• **Task brief**: Your answer should be the records, restated word for word.

* * * *

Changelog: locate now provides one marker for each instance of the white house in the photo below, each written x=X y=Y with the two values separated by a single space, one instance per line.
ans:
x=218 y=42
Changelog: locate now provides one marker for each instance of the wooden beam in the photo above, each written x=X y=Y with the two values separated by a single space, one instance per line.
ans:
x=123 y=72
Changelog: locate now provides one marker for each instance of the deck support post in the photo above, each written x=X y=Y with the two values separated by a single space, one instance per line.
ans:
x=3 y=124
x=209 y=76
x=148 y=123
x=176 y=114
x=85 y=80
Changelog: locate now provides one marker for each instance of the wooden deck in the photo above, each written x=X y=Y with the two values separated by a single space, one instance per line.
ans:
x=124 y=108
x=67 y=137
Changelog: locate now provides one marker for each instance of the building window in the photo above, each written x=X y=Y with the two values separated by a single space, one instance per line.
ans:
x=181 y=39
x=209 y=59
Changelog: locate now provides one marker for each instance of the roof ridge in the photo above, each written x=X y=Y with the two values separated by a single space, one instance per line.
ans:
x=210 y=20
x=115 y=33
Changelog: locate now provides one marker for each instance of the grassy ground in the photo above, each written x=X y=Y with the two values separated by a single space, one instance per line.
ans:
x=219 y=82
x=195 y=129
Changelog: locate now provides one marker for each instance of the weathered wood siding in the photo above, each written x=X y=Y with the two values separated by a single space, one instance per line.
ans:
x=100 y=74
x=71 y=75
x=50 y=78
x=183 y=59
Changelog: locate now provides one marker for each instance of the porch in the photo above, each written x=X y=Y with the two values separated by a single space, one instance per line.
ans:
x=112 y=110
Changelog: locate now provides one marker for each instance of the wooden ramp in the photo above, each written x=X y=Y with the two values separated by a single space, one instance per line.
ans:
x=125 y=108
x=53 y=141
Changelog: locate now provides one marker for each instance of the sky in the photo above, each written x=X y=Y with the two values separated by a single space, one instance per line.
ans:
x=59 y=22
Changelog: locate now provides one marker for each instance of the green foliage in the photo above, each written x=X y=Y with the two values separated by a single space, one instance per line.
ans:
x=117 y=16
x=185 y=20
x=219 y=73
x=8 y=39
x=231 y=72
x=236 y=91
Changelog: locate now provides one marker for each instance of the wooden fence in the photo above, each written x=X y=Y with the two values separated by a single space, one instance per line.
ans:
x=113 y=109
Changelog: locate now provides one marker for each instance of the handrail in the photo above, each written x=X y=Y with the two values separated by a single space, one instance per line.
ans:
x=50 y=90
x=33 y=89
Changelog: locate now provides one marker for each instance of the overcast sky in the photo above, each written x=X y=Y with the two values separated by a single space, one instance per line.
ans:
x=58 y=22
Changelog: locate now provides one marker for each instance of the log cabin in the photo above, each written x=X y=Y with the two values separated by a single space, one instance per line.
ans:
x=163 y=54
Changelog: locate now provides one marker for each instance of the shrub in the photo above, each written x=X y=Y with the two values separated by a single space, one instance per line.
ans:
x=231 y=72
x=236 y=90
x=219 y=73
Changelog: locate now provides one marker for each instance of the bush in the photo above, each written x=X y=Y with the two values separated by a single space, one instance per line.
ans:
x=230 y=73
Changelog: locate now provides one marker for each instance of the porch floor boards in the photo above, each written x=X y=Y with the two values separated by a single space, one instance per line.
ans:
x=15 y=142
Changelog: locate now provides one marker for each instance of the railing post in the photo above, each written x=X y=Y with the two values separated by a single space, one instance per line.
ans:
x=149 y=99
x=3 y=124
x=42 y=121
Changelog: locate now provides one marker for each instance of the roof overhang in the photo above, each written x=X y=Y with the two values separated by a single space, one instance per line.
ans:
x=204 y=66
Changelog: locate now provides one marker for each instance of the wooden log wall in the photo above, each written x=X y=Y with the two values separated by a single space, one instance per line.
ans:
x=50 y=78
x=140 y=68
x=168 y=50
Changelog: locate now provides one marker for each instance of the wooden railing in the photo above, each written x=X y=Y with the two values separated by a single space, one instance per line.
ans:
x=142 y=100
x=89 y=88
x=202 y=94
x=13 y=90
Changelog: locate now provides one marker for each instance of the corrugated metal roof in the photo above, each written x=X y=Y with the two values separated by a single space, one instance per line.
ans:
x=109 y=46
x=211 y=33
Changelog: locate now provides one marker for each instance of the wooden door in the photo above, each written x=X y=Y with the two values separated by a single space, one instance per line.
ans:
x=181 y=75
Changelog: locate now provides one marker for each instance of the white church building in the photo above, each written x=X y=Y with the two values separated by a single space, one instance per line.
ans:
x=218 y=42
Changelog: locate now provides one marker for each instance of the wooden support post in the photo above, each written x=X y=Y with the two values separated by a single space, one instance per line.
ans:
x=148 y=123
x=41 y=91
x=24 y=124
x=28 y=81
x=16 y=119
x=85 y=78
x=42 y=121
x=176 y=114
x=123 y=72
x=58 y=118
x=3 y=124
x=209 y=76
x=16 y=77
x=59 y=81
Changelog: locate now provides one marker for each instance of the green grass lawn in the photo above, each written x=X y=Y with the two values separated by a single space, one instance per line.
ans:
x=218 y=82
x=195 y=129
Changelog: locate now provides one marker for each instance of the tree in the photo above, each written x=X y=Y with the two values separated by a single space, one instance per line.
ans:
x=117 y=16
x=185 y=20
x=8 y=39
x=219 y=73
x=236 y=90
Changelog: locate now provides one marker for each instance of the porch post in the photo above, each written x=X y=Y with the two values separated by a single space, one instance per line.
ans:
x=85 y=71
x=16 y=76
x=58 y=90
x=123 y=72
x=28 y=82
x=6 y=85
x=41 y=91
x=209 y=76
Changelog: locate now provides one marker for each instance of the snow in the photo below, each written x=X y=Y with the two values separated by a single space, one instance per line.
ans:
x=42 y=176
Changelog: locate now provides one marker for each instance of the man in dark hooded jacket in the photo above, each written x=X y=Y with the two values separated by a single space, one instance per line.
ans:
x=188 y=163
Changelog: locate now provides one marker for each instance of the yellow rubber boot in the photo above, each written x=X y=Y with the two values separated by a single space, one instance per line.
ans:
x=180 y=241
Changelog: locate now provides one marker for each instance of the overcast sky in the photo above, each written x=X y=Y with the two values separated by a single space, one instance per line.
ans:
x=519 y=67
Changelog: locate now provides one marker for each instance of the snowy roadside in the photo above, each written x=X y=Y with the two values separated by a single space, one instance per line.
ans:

* * * *

• **Written solution**:
Changelog: locate now provides one marker for each instance of the white house in the photo below, each written x=X y=Y with the two values separated by a single space, one instance per line.
ans:
x=218 y=42
Changelog: locate now provides one marker for each instance of the wooden beam in the photo above, each written x=X y=Y with the two values separated by a single space, one instance per line.
ans:
x=123 y=72
Changelog: locate now provides one marker for each instance of the deck support post in the photo above, each written x=X y=Y with the two values separated by a single space, one instance per line.
ans:
x=3 y=124
x=209 y=76
x=148 y=123
x=176 y=114
x=85 y=80
Changelog: locate now provides one marker for each instance of the wooden deck in the photo above, each written x=X y=Y with the two values separated by a single space, one instance per line.
ans:
x=124 y=108
x=67 y=137
Changelog: locate now provides one marker for each instance of the building window in the photo above, each written x=X y=Y with the two values separated by a single space, one instance per line.
ans:
x=181 y=39
x=209 y=59
Changelog: locate now provides one marker for each instance of the roof ridge in the photo above, each written x=X y=Y with the two values separated by a single space, one instance per line.
ans:
x=210 y=20
x=115 y=33
Changelog: locate now provides one marker for each instance of the grassy ground in the photo above, each written x=X y=Y with the two values separated by a single space, one instance per line.
ans:
x=219 y=82
x=195 y=129
Changelog: locate now provides one marker for each instance of the weathered wood siding in the photo above, each written x=X y=Y with the two values separated by a single space, one instance per line.
ans:
x=100 y=74
x=71 y=75
x=50 y=78
x=183 y=59
Changelog: locate now provides one marker for each instance of the porch in the photo above, each written x=X y=Y with the two values separated by a single space, one instance per line.
ans:
x=112 y=110
Changelog: locate now provides one marker for each instance of the wooden ramp in the photo above, each written x=X y=Y with the two values separated by a single space, one instance per line.
ans:
x=125 y=108
x=53 y=141
Changelog: locate now provides one marker for each instance of the sky in the photo above, each written x=X y=Y with the two values separated by a single space, one instance per line.
ans:
x=59 y=22
Changelog: locate now provides one marker for each instance of the green foliage in the photo above, each written x=X y=Y with the two values separated by a single space, one instance per line.
ans:
x=117 y=16
x=185 y=20
x=219 y=73
x=8 y=39
x=231 y=72
x=236 y=91
Changelog: locate now provides one marker for each instance of the wooden fence in the photo above, each written x=X y=Y with the two values separated by a single space, one instance per line.
ans:
x=113 y=109
Changelog: locate now provides one marker for each instance of the handrail in the photo above, each written x=X y=Y with the two values separated by a single space, one instance per line.
ans:
x=50 y=90
x=33 y=89
Changelog: locate now provides one marker for each instance of the overcast sky in the photo above, each written x=X y=Y with the two values separated by a single space, one instance per line.
ans:
x=58 y=22
Changelog: locate now provides one marker for each instance of the log cabin in the photo above, each written x=X y=Y with the two values separated by a single space, one instance per line.
ans:
x=163 y=54
Changelog: locate now provides one marker for each instance of the shrub in the photo above, each written x=X y=Y with the two values separated by a single space, one instance per line.
ans:
x=231 y=72
x=236 y=90
x=219 y=73
Changelog: locate now provides one marker for each instance of the bush in the photo above, each written x=X y=Y with the two values separated by a single space, one instance per line.
ans:
x=230 y=73
Changelog: locate now provides one marker for each instance of the porch floor boards in the photo above, each written x=X y=Y with the two values separated by a single space, one instance per line.
ans:
x=15 y=142
Changelog: locate now provides one marker for each instance of the railing post in the photo above, each written x=X y=Y with the two values separated by a single space, one instance per line.
ans:
x=149 y=99
x=3 y=124
x=42 y=121
Changelog: locate now provides one marker for each instance of the roof overhang in the photo above, each written x=X y=Y with the two values separated by a single space, one instance per line.
ans:
x=204 y=66
Changelog: locate now provides one marker for each instance of the wooden log wall in the photo above, each written x=X y=Y with the two values separated by a single space, one instance per line.
ans:
x=50 y=78
x=140 y=68
x=168 y=50
Changelog: locate now provides one marker for each instance of the wooden railing in the photo above, each written x=X y=Y with the two values separated by a single space, one instance per line.
ans:
x=142 y=100
x=89 y=88
x=202 y=94
x=13 y=90
Changelog: locate now provides one marker for each instance of the corrugated metal roof in the photo above, each written x=X y=Y with the two values separated by a single space, one instance per line.
ans:
x=109 y=46
x=211 y=33
Changelog: locate now provides one marker for each instance of the wooden door in the photo above, each written x=X y=Y with the two values separated by a single space, one instance per line.
ans:
x=181 y=75
Changelog: locate now provides one marker for each instance of the white church building in the photo above, each written x=X y=Y with the two values separated by a single space, one instance per line.
ans:
x=218 y=42
Changelog: locate now provides one marker for each instance of the wooden support post in the photo above, each written x=X y=Y with the two values separated by a single space, one instance per line.
ans:
x=148 y=123
x=41 y=91
x=24 y=124
x=28 y=81
x=16 y=119
x=85 y=78
x=42 y=121
x=176 y=114
x=123 y=72
x=58 y=118
x=3 y=124
x=209 y=76
x=16 y=77
x=59 y=81
Changelog: locate now provides one marker for each instance of the green grass lawn in the photo above, each written x=X y=Y with the two values separated by a single space, one instance per line.
ans:
x=218 y=82
x=195 y=129
Changelog: locate now provides one marker for each instance of the tree in the photo above, each written x=X y=Y with the two values separated by a single space, one instance per line.
ans:
x=117 y=16
x=185 y=20
x=8 y=39
x=219 y=73
x=236 y=90
Changelog: locate now provides one marker for each instance of the porch post in the photo above, each written x=X y=Y with the two values separated by a single space, one instance per line.
ans:
x=85 y=71
x=16 y=76
x=58 y=90
x=123 y=72
x=28 y=82
x=6 y=85
x=41 y=91
x=209 y=76
Changelog: locate now provides one marker for each instance of the snow in the photo below, each written x=X y=Y with the two values separated by a single space, one instance per line.
ans:
x=42 y=176
Changelog: locate now provides one marker for each instance of the man in dark hooded jacket in the photo above, each written x=X y=Y with the two values separated by a single space, one instance per line.
ans:
x=188 y=163
Changelog: locate now provides one marker for each instance of the yellow rubber boot in the photo above, each written x=X y=Y with the two values separated by a single space, one instance per line.
ans:
x=180 y=241
Changelog: locate now provides one marker for each instance of the overcast sky in the photo above, each written x=X y=Y with the two values separated by a single space, one instance per line.
ans:
x=519 y=67
Changelog: locate now provides one marker for each instance of the snowy roadside in the photo above, each written x=X y=Y with the two values separated by a single space, one instance per line.
ans:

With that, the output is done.